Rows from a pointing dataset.
################

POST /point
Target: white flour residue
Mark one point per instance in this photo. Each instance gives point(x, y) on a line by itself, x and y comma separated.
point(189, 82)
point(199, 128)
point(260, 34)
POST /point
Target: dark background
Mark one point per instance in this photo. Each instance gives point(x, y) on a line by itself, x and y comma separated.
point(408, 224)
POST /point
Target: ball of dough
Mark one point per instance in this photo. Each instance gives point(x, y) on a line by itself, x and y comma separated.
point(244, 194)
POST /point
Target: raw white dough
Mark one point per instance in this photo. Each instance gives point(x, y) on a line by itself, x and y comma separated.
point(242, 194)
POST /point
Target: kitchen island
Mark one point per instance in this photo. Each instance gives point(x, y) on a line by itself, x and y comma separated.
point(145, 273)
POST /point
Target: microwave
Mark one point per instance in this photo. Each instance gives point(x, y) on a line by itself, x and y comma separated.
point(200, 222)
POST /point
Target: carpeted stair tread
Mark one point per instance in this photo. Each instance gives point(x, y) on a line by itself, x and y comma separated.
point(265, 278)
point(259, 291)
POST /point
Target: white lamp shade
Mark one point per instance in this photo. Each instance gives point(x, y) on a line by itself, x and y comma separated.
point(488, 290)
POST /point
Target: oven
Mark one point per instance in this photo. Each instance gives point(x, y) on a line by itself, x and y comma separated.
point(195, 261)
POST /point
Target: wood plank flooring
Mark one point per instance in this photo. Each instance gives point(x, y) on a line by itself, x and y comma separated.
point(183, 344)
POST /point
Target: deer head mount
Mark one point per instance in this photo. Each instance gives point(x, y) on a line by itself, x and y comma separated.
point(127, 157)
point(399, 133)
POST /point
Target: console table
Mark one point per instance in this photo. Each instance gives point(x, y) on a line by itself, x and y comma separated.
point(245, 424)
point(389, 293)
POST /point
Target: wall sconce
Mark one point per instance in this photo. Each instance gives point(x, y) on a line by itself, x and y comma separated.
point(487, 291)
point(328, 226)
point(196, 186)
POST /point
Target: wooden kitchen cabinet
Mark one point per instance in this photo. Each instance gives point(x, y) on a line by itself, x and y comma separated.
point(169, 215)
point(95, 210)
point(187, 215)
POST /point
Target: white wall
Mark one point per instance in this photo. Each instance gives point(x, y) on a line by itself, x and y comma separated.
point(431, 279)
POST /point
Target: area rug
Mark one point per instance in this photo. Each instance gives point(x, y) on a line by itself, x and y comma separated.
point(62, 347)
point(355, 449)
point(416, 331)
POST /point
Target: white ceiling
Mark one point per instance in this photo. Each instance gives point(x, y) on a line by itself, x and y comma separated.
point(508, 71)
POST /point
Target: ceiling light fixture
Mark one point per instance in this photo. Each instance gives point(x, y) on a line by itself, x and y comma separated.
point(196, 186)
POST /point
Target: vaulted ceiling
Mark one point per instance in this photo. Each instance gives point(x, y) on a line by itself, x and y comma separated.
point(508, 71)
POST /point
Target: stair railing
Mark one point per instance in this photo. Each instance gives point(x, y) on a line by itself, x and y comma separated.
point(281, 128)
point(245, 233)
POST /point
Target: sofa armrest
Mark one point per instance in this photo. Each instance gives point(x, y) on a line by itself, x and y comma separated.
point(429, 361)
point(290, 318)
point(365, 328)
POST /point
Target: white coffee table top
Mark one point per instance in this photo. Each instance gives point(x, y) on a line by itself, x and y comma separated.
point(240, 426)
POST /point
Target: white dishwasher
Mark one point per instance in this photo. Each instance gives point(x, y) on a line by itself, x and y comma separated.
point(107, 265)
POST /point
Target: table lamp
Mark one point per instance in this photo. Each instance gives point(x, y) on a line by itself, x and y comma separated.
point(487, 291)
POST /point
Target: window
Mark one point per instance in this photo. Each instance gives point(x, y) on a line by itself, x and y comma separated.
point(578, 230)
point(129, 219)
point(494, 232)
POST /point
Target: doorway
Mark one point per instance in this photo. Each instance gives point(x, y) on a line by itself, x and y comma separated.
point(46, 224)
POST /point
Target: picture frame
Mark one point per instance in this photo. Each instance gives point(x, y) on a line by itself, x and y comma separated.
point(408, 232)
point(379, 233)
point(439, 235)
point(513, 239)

################

Work to be completed. Can you convert every line of the rows above into a JSON list of strings, one string per line, leaving out any blank lines?

Exercise response.
[
  "POST /point",
  "Target: white flour residue",
  "Mark one point per instance in this photo. Each instance gives point(x, y) on a line by itself, x and y comma separated.",
  "point(189, 82)",
  "point(199, 128)",
  "point(260, 34)",
  "POST /point",
  "Target: dark background",
  "Mark one point per instance in this photo. Each instance gives point(x, y) on a line by itself, x and y comma separated.",
  "point(408, 224)",
  "POST /point",
  "Target: ball of dough",
  "Mark one point per instance in this photo. Each instance gives point(x, y) on a line by itself, x and y comma separated.",
  "point(244, 194)",
  "POST /point",
  "Target: raw white dough",
  "Mark one point per instance in this photo. Each instance gives point(x, y) on a line by itself, x and y comma separated.",
  "point(242, 194)",
  "POST /point",
  "Target: kitchen island",
  "Mark one point per instance in this photo. Each instance gives point(x, y) on a line by itself, x and y comma separated.",
  "point(145, 273)",
  "POST /point",
  "Target: microwave",
  "Mark one point per instance in this photo. Each instance gives point(x, y) on a line by itself, x and y comma separated.",
  "point(200, 222)",
  "POST /point",
  "Target: carpeted stair tread",
  "Mark one point per instance in this photo. Each instance gives point(x, y) on a line by itself, x and y comma separated.",
  "point(265, 278)",
  "point(259, 291)",
  "POST /point",
  "Target: white lamp shade",
  "Mark one point per instance in this photo. Each instance gives point(x, y) on a line by itself, x and y comma separated.",
  "point(488, 290)",
  "POST /point",
  "Target: oven",
  "Mark one point per instance in this photo. Each instance gives point(x, y) on a line by itself, x and y comma separated.",
  "point(195, 261)",
  "POST /point",
  "Target: wood plank flooring",
  "Mark one point per instance in this photo. Each instance gives point(x, y) on a line by itself, x and y comma separated.",
  "point(183, 344)",
  "POST /point",
  "Target: deer head mount",
  "Mark one point per instance in this photo. Each instance gives point(x, y) on a line by itself, x and y comma separated.",
  "point(127, 157)",
  "point(399, 133)",
  "POST /point",
  "Target: console table",
  "Mark one point per instance in this photo. Each instance gives point(x, y) on a line by itself, x and y comma separated.",
  "point(245, 424)",
  "point(389, 293)",
  "POST /point",
  "Target: wall sconce",
  "Mark one point per instance in this photo. Each instance gives point(x, y) on a line by itself, x and y comma separated.",
  "point(487, 291)",
  "point(328, 226)",
  "point(196, 186)",
  "POST /point",
  "Target: wooden kitchen cabinet",
  "Mark one point per instance in this photo. Each instance gives point(x, y) on a line by itself, x and y comma separated.",
  "point(169, 215)",
  "point(95, 210)",
  "point(187, 215)",
  "POST /point",
  "Target: white wall",
  "Mark one point per instance in this photo. Each instance gives point(x, y) on a line by itself, x and y comma separated.",
  "point(431, 279)",
  "POST /point",
  "Target: area rug",
  "Mark one point per instance in this photo. Each instance gives point(x, y) on a line by itself, x and y comma separated.",
  "point(62, 347)",
  "point(355, 449)",
  "point(416, 331)",
  "POST /point",
  "Target: white ceiling",
  "Mark one point per instance in this photo. Each instance gives point(x, y) on a line by itself, x and y comma separated.",
  "point(508, 71)",
  "POST /point",
  "Target: ceiling light fixture",
  "Mark one point per instance in this photo. Each instance gives point(x, y) on a line by itself, x and y comma separated.",
  "point(196, 186)",
  "POST /point",
  "Target: vaulted ceiling",
  "Mark one point per instance in this photo. Each instance gives point(x, y) on a line by itself, x and y comma separated.",
  "point(508, 71)",
  "POST /point",
  "Target: stair railing",
  "Mark one point per instance in this photo. Each instance gives point(x, y) on a line by itself, x and y comma separated.",
  "point(281, 128)",
  "point(245, 233)",
  "POST /point",
  "Target: sofa armrest",
  "Mark one point per instance in this photo. Each instance gives point(x, y) on a line by itself, x and y comma separated.",
  "point(429, 361)",
  "point(290, 318)",
  "point(365, 328)",
  "POST /point",
  "Target: white coffee table top",
  "Mark one point per instance in this photo. Each instance gives point(x, y) on a line by itself, x and y comma separated.",
  "point(240, 426)",
  "POST /point",
  "Target: white dishwasher",
  "Mark one point per instance in this photo. Each instance gives point(x, y) on a line by itself, x and y comma separated.",
  "point(107, 265)",
  "POST /point",
  "Target: table lamp",
  "Mark one point per instance in this photo. Each instance gives point(x, y) on a line by itself, x and y comma separated.",
  "point(487, 291)",
  "POST /point",
  "Target: window",
  "Mark one point per instance in this photo. Each instance gives point(x, y) on a line by itself, x and y comma separated.",
  "point(578, 230)",
  "point(129, 219)",
  "point(494, 232)",
  "POST /point",
  "Target: doorway",
  "Mark one point per instance in this photo. Each instance gives point(x, y) on a line by itself, x and y comma separated.",
  "point(46, 224)",
  "POST /point",
  "Target: picture frame",
  "Mark one point per instance in this photo. Each instance gives point(x, y) on a line by itself, x and y comma separated.",
  "point(408, 232)",
  "point(379, 233)",
  "point(439, 235)",
  "point(513, 239)"
]